* START DOCUMENT EXTRACT *

New Check: Cornering Acceleration.

Identifies sharp turns at high speeds that can cause print defects.

Toolpaths with sharp turns at high speeds can cause print quality issues like ringing in polymers, bead inconsistencies in metals, or flow disruptions in concrete.

What it does:

This check calculates a cornering severity score based on the physics of each turn (centripetal acceleration), combining feedrate, corner angle, and segment length. Each corner gets a quality score from 0–100%, where 100 is smooth and 0 indicates a problematic corner that may exceed your machine’s acceleration limits.

How it works:

The tool will flag any layers that exceed a severity threshold, and visualises the problem areas in the 3D scene so you can identify and fix aggressive cornering before printing.

Use to:

  • Identify aggressive cornering before printing, avoiding defects
  • Compare different toolpath strategies to find smoother motion profiles
  • Tune speed settings to stay within your machine’s acceleration capabilities

Other Quality Check Improvements.

Zoom Extents Button – Added a “Center Object on screen” button to the Quality Checks interface that automatically zooms and centres the camera on your toolpath, making it faster to inspect flagged issues without manually adjusting the 3D view.

Overhang Analysis Text Fix – Fixed an unnecessary character (Â) that appeared in the overhang analysis results, making layer-by-layer reports cleaner and easier to read.

Nonplanar Weaving Strategy (Beta)

World-first nonplanar weaving toolpaths for 6-axis DED and WAAM systems.

In metal additive manufacturing (DED, WAAM, laser wire), weaving or meandering toolpaths—where the torch oscillates back and forth as it deposits material—enable wider wall structures, improve heat distribution across the deposition area, and achieve better dimensional accuracy on curved surfaces. Until now, weaving has been limited to planar deposition strategies.

This release brings Aibuild’s leading nonplanar toolpath technology to metal AM, enabling weaving strategies on curved, non-planar surfaces for the first time on robotic 6-axis systems.

* END DOCUMENT EXTRACT *
* START DATA SHOWN *

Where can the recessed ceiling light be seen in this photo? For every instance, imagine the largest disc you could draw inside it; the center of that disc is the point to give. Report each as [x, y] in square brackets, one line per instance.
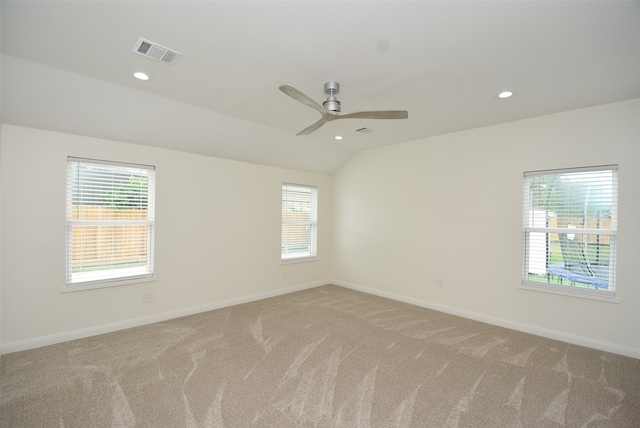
[140, 75]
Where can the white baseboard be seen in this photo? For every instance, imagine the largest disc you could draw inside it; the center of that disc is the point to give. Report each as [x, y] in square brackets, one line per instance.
[23, 345]
[501, 322]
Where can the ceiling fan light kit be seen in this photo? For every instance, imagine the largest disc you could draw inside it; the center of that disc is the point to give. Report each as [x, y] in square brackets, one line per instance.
[331, 107]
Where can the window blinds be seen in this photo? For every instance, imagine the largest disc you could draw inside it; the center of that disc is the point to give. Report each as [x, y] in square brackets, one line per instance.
[110, 220]
[570, 227]
[299, 221]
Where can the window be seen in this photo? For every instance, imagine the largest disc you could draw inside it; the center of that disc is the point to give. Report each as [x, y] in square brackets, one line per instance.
[110, 220]
[570, 222]
[299, 221]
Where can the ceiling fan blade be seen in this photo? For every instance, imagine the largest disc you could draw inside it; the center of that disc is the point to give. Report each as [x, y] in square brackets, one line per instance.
[315, 126]
[389, 114]
[300, 97]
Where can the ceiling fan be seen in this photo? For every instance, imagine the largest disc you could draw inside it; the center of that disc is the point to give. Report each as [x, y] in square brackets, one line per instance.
[331, 107]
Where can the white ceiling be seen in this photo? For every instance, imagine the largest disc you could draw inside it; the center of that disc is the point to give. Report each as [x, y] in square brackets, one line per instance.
[67, 66]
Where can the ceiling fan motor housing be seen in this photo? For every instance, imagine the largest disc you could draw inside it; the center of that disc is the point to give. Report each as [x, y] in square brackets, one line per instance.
[332, 103]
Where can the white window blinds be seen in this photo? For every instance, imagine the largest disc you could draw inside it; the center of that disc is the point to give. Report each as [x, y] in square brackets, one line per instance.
[299, 221]
[110, 221]
[570, 229]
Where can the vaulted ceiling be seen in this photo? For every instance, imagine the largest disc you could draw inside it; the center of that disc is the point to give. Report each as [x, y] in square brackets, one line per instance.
[67, 66]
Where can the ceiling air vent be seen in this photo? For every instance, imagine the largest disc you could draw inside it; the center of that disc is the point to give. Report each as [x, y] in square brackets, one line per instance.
[156, 51]
[364, 130]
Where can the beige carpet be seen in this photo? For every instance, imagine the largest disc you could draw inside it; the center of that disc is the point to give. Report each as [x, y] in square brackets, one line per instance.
[326, 357]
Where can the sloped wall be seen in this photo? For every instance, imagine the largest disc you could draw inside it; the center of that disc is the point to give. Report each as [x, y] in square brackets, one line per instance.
[450, 207]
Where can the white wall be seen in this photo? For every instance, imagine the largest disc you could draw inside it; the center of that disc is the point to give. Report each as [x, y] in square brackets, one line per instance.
[217, 237]
[450, 207]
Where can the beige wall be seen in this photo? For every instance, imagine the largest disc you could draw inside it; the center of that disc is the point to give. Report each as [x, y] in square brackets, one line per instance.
[402, 213]
[391, 221]
[217, 237]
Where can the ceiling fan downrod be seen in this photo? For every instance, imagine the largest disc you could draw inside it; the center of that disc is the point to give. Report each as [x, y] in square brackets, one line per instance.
[332, 103]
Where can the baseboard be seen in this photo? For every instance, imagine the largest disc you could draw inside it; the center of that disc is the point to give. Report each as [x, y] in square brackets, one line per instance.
[501, 322]
[23, 345]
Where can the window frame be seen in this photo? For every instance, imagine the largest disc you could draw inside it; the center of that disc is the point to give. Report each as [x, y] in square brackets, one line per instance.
[111, 276]
[312, 223]
[608, 294]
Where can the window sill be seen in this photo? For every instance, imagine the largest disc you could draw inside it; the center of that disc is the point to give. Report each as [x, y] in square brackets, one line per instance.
[70, 288]
[298, 260]
[587, 294]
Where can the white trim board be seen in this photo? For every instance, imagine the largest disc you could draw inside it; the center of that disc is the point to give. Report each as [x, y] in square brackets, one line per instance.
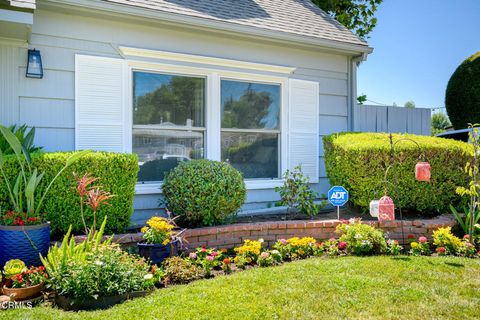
[130, 52]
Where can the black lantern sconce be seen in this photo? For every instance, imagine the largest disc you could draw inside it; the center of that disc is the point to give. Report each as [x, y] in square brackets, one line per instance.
[34, 65]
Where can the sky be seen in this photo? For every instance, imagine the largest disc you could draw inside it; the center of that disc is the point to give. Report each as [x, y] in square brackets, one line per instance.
[418, 44]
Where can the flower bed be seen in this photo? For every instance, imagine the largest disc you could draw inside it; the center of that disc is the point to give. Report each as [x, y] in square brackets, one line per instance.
[229, 236]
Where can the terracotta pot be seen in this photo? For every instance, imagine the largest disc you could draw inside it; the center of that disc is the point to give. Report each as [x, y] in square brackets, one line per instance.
[20, 294]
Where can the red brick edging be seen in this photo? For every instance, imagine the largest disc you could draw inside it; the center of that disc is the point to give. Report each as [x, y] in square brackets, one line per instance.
[229, 236]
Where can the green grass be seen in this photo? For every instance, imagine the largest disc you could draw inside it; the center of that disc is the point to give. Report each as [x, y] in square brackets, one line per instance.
[318, 288]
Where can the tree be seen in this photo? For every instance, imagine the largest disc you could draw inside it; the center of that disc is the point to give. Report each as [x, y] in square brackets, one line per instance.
[409, 104]
[356, 15]
[440, 122]
[462, 98]
[362, 99]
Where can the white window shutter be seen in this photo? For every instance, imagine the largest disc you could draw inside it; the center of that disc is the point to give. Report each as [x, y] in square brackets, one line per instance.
[303, 135]
[100, 104]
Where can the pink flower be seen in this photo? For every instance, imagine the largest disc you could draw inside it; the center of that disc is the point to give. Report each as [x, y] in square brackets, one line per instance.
[441, 249]
[423, 239]
[342, 245]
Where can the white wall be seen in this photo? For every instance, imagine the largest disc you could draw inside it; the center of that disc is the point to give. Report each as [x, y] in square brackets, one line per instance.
[48, 103]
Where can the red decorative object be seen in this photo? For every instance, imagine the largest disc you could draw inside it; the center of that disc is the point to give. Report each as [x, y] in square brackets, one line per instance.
[386, 209]
[422, 171]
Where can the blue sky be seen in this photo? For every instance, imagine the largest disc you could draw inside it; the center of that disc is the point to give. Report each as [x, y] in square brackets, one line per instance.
[417, 46]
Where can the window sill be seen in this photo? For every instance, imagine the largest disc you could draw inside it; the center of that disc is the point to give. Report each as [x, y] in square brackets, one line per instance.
[155, 188]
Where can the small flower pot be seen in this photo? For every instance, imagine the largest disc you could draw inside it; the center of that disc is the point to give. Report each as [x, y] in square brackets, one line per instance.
[21, 294]
[25, 243]
[155, 252]
[70, 304]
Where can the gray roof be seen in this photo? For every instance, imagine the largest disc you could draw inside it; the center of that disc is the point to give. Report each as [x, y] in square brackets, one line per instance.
[296, 17]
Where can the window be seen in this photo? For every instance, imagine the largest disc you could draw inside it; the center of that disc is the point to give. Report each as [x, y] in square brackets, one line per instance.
[250, 128]
[168, 122]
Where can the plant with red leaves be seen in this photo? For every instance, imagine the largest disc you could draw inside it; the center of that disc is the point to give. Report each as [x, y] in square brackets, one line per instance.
[84, 185]
[97, 197]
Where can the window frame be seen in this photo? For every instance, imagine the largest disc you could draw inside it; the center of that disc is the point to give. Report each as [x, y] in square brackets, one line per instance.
[212, 137]
[277, 132]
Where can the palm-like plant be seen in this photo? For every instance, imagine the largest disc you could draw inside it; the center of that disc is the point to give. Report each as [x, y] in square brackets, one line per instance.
[23, 193]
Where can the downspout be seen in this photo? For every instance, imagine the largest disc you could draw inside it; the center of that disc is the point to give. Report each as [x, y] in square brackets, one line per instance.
[354, 62]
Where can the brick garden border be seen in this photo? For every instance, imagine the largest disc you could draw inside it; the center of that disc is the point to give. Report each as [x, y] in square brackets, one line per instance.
[229, 236]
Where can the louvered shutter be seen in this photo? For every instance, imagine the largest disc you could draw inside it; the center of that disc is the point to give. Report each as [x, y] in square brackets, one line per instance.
[100, 112]
[303, 135]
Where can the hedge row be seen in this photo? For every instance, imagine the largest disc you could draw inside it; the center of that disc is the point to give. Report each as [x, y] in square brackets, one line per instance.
[117, 174]
[358, 161]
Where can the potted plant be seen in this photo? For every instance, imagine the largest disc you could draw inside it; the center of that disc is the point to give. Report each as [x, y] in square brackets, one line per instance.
[24, 231]
[158, 238]
[22, 283]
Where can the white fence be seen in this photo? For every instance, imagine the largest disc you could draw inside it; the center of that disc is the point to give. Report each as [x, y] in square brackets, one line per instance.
[393, 119]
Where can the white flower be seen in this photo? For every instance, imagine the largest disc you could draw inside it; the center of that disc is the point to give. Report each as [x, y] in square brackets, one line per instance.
[148, 276]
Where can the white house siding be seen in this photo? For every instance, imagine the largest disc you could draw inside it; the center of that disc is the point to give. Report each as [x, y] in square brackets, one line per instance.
[48, 104]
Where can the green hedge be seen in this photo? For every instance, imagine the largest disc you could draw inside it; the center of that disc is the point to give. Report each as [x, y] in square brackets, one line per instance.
[117, 174]
[358, 161]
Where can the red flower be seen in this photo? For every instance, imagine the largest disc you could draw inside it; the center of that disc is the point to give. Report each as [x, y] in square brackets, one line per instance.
[342, 245]
[18, 222]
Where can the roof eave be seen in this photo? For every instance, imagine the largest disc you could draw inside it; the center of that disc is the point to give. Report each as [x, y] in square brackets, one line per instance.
[219, 26]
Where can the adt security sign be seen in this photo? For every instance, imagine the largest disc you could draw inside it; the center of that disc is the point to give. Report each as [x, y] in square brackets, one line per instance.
[338, 196]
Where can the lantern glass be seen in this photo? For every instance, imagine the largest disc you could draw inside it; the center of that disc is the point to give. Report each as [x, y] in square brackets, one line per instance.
[34, 65]
[422, 171]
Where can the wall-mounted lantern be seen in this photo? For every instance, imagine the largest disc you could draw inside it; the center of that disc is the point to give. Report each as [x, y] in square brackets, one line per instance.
[422, 171]
[34, 65]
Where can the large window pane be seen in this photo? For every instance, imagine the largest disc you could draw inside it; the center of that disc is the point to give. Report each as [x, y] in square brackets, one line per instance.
[168, 100]
[159, 151]
[254, 154]
[249, 105]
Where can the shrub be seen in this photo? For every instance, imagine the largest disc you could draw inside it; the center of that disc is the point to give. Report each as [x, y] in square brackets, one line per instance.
[462, 97]
[361, 239]
[181, 271]
[358, 162]
[297, 194]
[204, 192]
[443, 237]
[116, 173]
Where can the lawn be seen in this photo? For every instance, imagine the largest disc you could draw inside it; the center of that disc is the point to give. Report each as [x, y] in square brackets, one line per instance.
[318, 288]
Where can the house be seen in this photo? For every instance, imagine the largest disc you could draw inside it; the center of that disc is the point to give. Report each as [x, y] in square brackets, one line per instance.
[253, 82]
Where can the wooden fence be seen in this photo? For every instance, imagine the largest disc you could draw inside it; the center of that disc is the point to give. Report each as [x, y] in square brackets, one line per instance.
[392, 119]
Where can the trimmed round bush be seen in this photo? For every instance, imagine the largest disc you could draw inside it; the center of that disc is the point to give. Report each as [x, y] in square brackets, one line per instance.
[462, 98]
[116, 173]
[358, 162]
[204, 192]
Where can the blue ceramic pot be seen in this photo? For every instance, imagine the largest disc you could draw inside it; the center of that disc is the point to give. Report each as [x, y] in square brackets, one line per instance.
[24, 243]
[155, 252]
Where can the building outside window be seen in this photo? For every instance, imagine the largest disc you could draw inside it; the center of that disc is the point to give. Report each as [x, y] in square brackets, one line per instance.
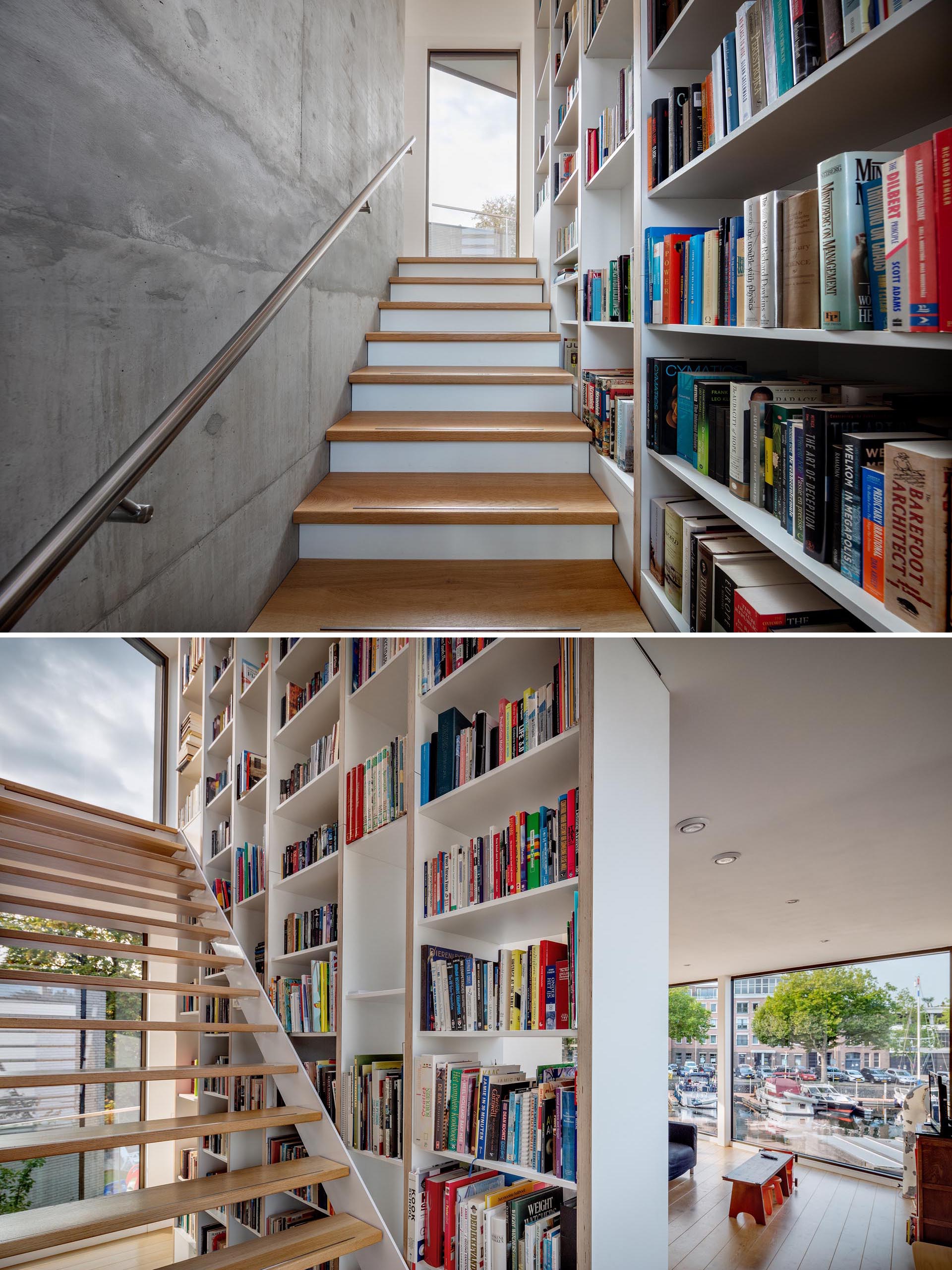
[903, 1024]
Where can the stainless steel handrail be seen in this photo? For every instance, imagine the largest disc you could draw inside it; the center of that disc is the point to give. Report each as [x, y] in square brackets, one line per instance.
[27, 581]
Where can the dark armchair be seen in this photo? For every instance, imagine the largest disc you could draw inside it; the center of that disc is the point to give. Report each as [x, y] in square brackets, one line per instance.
[682, 1148]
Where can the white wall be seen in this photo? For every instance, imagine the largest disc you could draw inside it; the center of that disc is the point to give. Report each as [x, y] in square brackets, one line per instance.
[460, 24]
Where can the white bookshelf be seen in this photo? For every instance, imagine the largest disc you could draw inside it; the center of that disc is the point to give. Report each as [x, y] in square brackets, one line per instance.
[604, 209]
[503, 670]
[362, 881]
[864, 98]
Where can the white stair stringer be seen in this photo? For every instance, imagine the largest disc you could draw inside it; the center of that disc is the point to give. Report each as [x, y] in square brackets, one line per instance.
[321, 1139]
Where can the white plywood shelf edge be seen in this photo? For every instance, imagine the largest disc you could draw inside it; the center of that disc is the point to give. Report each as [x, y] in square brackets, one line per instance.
[669, 611]
[786, 140]
[518, 1170]
[763, 526]
[907, 341]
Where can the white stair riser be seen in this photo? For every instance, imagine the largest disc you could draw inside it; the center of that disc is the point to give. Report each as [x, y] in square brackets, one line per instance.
[455, 541]
[454, 352]
[466, 270]
[465, 319]
[418, 289]
[461, 397]
[459, 456]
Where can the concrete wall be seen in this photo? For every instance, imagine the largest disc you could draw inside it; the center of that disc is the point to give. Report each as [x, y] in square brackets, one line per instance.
[460, 24]
[163, 166]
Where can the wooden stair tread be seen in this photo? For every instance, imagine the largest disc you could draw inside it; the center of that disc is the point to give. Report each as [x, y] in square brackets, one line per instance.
[110, 867]
[121, 817]
[295, 1249]
[87, 1218]
[468, 259]
[463, 337]
[538, 375]
[470, 282]
[479, 305]
[119, 983]
[82, 915]
[44, 1023]
[49, 818]
[103, 1137]
[65, 882]
[411, 596]
[125, 1075]
[123, 952]
[456, 498]
[460, 426]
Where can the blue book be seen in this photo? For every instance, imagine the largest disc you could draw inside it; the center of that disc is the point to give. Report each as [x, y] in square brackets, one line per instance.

* END DATA SHOWN *

_THE TASKS_
1. In the release notes on toolpath quality checks, which factors does the cornering severity score combine?
2. Write the next part of the release notes on toolpath quality checks and nonplanar weaving, starting after the last sentence shown.
The listing is not needed for any of this work.

_EXPECTED OUTPUTS_
1. Feedrate, corner angle, and segment length.

2.
How it works:

The Nonplanar slicing mode now supports weaving infill across all nonplanar strategies. To enable, turn on infill and select weaving. The system unwraps suitable guide meshes (those with a single naked edge), generates the weaving pattern in 2D to maintain accurate bead spacing, then maps the pattern back to the 3D surface.

Use for:

  • Manufacturing components with varying wall thicknesses – Build parts that require thicker walls in specific areas without changing process parameters or making multiple passes.
  • Better heat distribution on complex geometries – Distribute heat over a wider area rather than concentrating it in a single spot, reducing thermal distortion and achieving more consistent bead geometry on curved surfaces.
  • Improved dimensional accuracy for curved parts –-Achieve better formability and surface quality when depositing on non-planar surfaces where gravity affects the melt pool
  • Cladding and coatings on curved surfaces – Apply protective or functional coatings to continuously varying geometries without sacrificing the process stability benefits of weaving.
  • Complex geometry repair – Repair worn turbine blades, moulds, or other components with non-planar damage profiles while maintaining dimensional accuracy
  • Pre-visualisation and optimisation – View and optimise your weaving toolpath before manufacturing, rather than relying on robot controller auto-weaving that you can’t inspect in advance

This is a world-first capability for 6-axis DED systems and represents a significant advancement in nonplanar metal additive manufacturing.

Combine Operator, New Mode: ALTERNATE.

The Combine operator can now alternate between inputs rather than sequencing them all at once.

A new Mode setting lets you choose how the Combine operator merges multiple path inputs. The default behaviour (Sequence Data) processes all polylines from the first input, then all from the second input, and so on. The new Alternate Data mode switches between inputs on a per-layer basis, processing one layer from the first input, then one from the second, and repeating. This makes it possible to weave together paths from separate sliced parts or different processing strategies.

Use for:

  • Building multiple parts simultaneously with layer-by-layer alternation to manage heat distribution
  • Interweave different material depositions or process strategies within a single build
  • Creating hybrid structures where different sections use different toolpath approaches

Setting Diagrams.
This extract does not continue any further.